Open marcelotrevisani opened 4 years ago
friendly ping on @katietz as he was the last person to modify the recipe :)
The packages for CPU only are available since quite a while - I wonder whether there is a problem with the packages for GPU? Are these to arrive or is GPU support dropped ?
Thanks
tensorflow 2.3.0 eigen_py37h189e6a2_0 pkgs/main
tensorflow 2.3.0 eigen_py38h71ff20e_0 pkgs/main
tensorflow 2.3.0 mkl_py37h0481017_0 pkgs/main
tensorflow 2.3.0 mkl_py38hd53216f_0 pkgs/main
Please have a look at this https://github.com/ContinuumIO/anaconda-issues/issues/11967#issuecomment-728692004.
Any updates on tensorflow 2.4? Is it also blocked on ContinuumIO/anaconda-issues#11967?
@0x1997 The project we are working on (Open-CE as mentioned in one of the related threads by @jayfurmanek), is about to publish another release which includes conda recipe for TF 2.4 (both GPU and CPU). For TF's conda recipe, you can refer to https://github.com/open-ce/tensorflow-feedstock.

Stored data entries:

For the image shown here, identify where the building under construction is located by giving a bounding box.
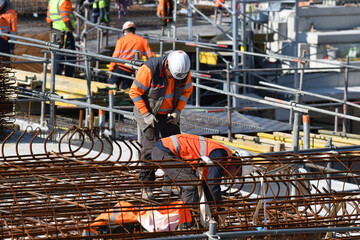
[0,0,360,239]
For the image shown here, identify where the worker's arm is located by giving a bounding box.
[144,39,154,59]
[156,0,166,17]
[99,0,109,23]
[8,9,17,34]
[59,0,75,32]
[129,65,152,115]
[109,38,122,72]
[175,72,193,112]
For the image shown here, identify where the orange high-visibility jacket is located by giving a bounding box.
[46,0,74,31]
[129,57,193,114]
[214,0,225,8]
[157,0,171,17]
[109,33,154,73]
[160,134,232,177]
[83,201,192,236]
[0,2,17,34]
[160,134,232,162]
[0,17,9,40]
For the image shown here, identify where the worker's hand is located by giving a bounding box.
[167,109,180,125]
[143,112,158,127]
[72,32,80,42]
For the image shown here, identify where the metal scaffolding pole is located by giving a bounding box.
[40,53,48,127]
[48,33,56,131]
[188,0,193,40]
[231,0,239,107]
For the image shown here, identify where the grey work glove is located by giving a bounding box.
[143,112,158,127]
[167,109,180,125]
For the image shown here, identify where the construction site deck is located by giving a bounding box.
[0,0,360,240]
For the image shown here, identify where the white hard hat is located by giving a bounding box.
[167,50,190,80]
[122,21,136,31]
[234,149,251,157]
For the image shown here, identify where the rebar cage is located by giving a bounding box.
[0,127,360,239]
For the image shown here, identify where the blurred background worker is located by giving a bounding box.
[156,0,173,27]
[130,50,193,192]
[107,21,154,89]
[46,0,77,77]
[214,0,225,25]
[0,17,10,54]
[146,134,253,203]
[0,0,17,53]
[91,0,110,24]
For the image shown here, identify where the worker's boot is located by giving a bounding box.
[141,187,155,200]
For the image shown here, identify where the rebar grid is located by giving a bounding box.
[0,64,16,140]
[0,127,360,239]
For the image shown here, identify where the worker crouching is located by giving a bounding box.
[143,134,253,227]
[130,50,193,188]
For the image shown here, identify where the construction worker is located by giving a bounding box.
[214,0,225,25]
[0,0,17,53]
[107,21,154,89]
[130,50,193,191]
[143,134,252,203]
[46,0,77,77]
[91,0,110,24]
[156,0,173,27]
[0,17,10,54]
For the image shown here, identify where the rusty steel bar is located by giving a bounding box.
[0,126,360,239]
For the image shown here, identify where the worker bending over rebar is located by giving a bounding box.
[107,21,154,89]
[142,134,253,227]
[130,50,193,186]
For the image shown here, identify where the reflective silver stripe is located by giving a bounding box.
[51,18,62,22]
[116,49,145,55]
[110,204,120,222]
[57,0,61,15]
[170,135,180,156]
[199,136,206,156]
[134,79,149,91]
[158,108,173,113]
[184,81,192,90]
[82,229,96,237]
[132,96,143,103]
[180,95,189,102]
[165,92,174,99]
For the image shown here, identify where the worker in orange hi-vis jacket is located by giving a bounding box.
[146,134,252,203]
[156,0,173,27]
[214,0,225,24]
[107,21,154,89]
[130,50,193,195]
[46,0,78,77]
[0,0,17,53]
[148,134,253,228]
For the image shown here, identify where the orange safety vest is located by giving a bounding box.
[157,0,171,22]
[109,33,154,73]
[161,134,232,162]
[214,0,225,8]
[83,201,192,236]
[0,17,10,40]
[160,134,232,177]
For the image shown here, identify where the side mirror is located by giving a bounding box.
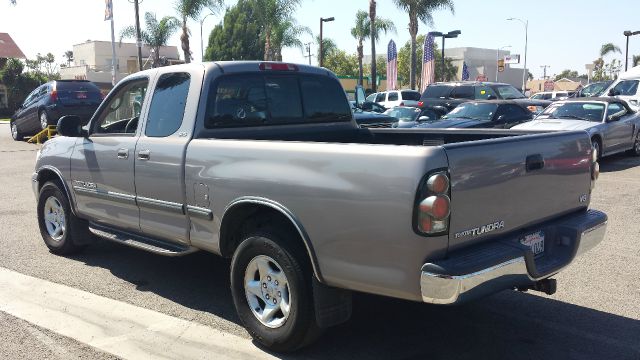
[355,85,366,108]
[57,115,87,137]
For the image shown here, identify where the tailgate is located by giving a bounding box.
[443,131,591,250]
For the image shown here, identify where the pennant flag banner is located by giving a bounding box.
[387,40,398,90]
[420,34,436,92]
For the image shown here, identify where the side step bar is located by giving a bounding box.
[89,223,198,256]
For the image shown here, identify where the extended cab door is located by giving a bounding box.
[135,69,204,243]
[71,77,149,232]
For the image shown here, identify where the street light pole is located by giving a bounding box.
[318,16,335,67]
[200,13,213,62]
[507,18,529,94]
[496,45,511,82]
[622,30,640,71]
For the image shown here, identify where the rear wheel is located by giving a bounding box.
[11,121,24,141]
[38,182,91,255]
[231,228,321,352]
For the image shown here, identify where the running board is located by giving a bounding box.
[89,223,198,256]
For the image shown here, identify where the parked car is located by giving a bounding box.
[367,90,420,109]
[31,61,607,351]
[415,100,533,129]
[385,106,447,128]
[577,80,613,97]
[529,91,577,101]
[10,80,102,140]
[418,81,551,113]
[514,97,640,157]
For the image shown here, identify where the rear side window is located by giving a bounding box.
[145,73,191,137]
[205,74,352,129]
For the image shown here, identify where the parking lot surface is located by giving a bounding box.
[0,124,640,360]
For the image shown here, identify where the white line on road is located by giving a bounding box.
[0,267,275,359]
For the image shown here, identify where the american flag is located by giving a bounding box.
[420,34,436,92]
[387,40,398,90]
[462,61,469,81]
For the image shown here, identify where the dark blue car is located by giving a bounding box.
[11,80,102,140]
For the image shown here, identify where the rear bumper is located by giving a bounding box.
[420,210,607,304]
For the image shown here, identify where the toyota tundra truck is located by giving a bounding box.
[32,62,607,352]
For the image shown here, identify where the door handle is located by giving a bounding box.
[138,150,151,160]
[118,148,129,159]
[526,154,544,172]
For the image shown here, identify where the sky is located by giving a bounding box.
[0,0,640,78]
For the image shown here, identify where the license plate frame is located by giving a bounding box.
[520,230,545,257]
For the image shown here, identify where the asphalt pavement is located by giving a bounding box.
[0,124,640,360]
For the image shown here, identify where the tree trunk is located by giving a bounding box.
[181,17,191,64]
[369,0,377,92]
[358,39,364,86]
[409,14,418,90]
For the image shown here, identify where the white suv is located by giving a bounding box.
[367,90,421,109]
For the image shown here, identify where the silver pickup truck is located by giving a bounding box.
[32,62,607,351]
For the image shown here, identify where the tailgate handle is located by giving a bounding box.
[527,154,544,172]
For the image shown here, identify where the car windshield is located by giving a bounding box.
[493,85,525,100]
[384,107,421,121]
[442,103,498,121]
[422,85,453,99]
[536,102,605,122]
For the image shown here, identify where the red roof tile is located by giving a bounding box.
[0,33,26,59]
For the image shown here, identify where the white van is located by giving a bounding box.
[605,66,640,110]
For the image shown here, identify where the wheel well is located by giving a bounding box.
[220,203,322,281]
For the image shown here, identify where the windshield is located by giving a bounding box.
[384,107,421,121]
[493,85,524,100]
[442,103,498,120]
[536,102,604,122]
[422,85,453,99]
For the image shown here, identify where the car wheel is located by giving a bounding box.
[629,131,640,156]
[38,182,91,255]
[231,228,321,352]
[11,121,24,141]
[591,139,602,161]
[40,110,49,130]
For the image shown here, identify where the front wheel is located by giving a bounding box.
[38,182,91,255]
[231,229,320,352]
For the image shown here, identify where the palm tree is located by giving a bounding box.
[62,50,73,66]
[271,18,311,61]
[256,0,301,60]
[175,0,224,63]
[120,12,180,67]
[393,0,454,89]
[351,10,396,85]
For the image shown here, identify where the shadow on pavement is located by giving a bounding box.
[600,153,640,173]
[74,242,640,360]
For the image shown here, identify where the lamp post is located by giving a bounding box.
[200,13,214,62]
[318,16,336,67]
[496,45,511,82]
[429,30,462,81]
[622,30,640,71]
[507,18,529,94]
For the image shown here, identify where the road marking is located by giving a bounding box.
[0,267,275,359]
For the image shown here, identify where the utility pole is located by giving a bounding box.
[540,65,551,80]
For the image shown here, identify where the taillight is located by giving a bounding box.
[416,171,451,235]
[258,62,298,71]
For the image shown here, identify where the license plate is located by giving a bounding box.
[520,231,544,256]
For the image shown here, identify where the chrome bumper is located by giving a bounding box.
[420,211,607,304]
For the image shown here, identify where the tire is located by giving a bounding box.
[38,182,91,255]
[591,139,602,161]
[629,130,640,156]
[9,121,24,141]
[38,110,49,130]
[231,228,321,352]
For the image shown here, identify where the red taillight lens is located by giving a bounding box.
[258,63,298,71]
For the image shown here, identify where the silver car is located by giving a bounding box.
[512,98,640,158]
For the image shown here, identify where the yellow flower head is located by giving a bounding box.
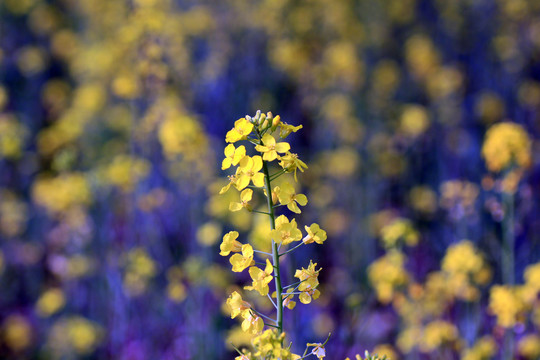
[221,144,246,170]
[255,134,291,161]
[229,189,253,212]
[225,118,253,143]
[244,259,274,296]
[219,231,242,256]
[307,343,326,360]
[236,155,264,190]
[298,281,321,304]
[482,122,531,172]
[219,175,238,195]
[229,244,255,272]
[242,310,264,335]
[270,215,302,245]
[280,288,296,310]
[36,288,66,317]
[279,152,307,181]
[278,121,304,139]
[274,183,307,214]
[227,291,251,319]
[302,223,326,244]
[234,353,251,360]
[294,260,322,291]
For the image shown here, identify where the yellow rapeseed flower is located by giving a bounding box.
[229,189,253,212]
[236,155,264,190]
[270,215,302,245]
[225,118,253,143]
[229,244,255,272]
[244,259,274,296]
[294,260,322,291]
[302,223,326,244]
[242,310,264,335]
[221,144,246,170]
[255,134,291,161]
[36,288,66,317]
[227,291,251,319]
[219,231,242,256]
[274,182,307,214]
[279,152,307,181]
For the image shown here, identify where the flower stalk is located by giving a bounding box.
[219,111,326,360]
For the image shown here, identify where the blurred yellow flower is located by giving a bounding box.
[488,285,525,328]
[32,173,91,214]
[518,334,540,360]
[381,218,419,248]
[2,315,33,351]
[400,105,429,137]
[461,336,497,360]
[482,122,531,172]
[36,288,66,317]
[47,316,103,357]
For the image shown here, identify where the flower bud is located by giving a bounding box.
[259,114,266,125]
[272,191,279,204]
[272,115,281,131]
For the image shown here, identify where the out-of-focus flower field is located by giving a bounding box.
[0,0,540,360]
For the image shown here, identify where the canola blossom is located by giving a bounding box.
[219,111,328,360]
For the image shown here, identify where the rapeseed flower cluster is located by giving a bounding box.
[219,111,327,360]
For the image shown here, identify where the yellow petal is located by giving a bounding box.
[223,144,234,157]
[252,173,264,187]
[240,189,253,202]
[296,194,307,206]
[276,142,291,153]
[229,202,242,212]
[262,134,276,147]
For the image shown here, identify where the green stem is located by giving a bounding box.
[279,241,304,256]
[501,191,515,360]
[263,151,283,334]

> _Exercises to complete_:
- a) From the TensorFlow thread, output the passage starting with "Open marcelotrevisani opened" and going on through "blocked on ContinuumIO/anaconda-issues#11967?".
- b) Answer these questions using the TensorFlow thread:
(i) Which TensorFlow version appears in the package listing?
(ii) Which channel are those packages listed under?
(iii) Which project is about to publish a release with a conda recipe for TF 2.4?
- c) Please carry the TensorFlow thread forward from its last sentence.

> _Written answers_:
- a)
Open marcelotrevisani opened 4 years ago
friendly ping on @katietz as he was the last person to modify the recipe :)
The packages for CPU only are available since quite a while - I wonder whether there is a problem with the packages for GPU? Are these to arrive or is GPU support dropped ?
Thanks
tensorflow 2.3.0 eigen_py37h189e6a2_0 pkgs/main
tensorflow 2.3.0 eigen_py38h71ff20e_0 pkgs/main
tensorflow 2.3.0 mkl_py37h0481017_0 pkgs/main
tensorflow 2.3.0 mkl_py38hd53216f_0 pkgs/main
Please have a look at this https://github.com/ContinuumIO/anaconda-issues/issues/11967#issuecomment-728692004.
Any updates on tensorflow 2.4? Is it also blocked on ContinuumIO/anaconda-issues#11967?

- b)
(i) 2.3.0
(ii) pkgs/main
(iii) Open-CE

- c)
I updated to tensorflow 2.4.1 for linux-64. The rc binaries can be found in my private channel 'ktietz' for testing. I will continue on Windows and MacOS builds soon too.
As side-note. New version supports eigen, mkl, and gpu version for linux-64.
I installed from your channel and this seems to work for me with python 3.7. I just loaded tensorflow for the moment and had it report the visible devices. That worked fine. I will put it into regular use over the following days and let you know if I find anything.
Many thanks for the update!
It mostly works fine, but this is an issue
WARNING:tensorflow:AutoGraph could not transform <bound method PulseWaveTable._linear_lookup of <tensorflow.python.eager.function.TfMethodTarget object at 0x7f1f4d18c610>> and will run it as-is.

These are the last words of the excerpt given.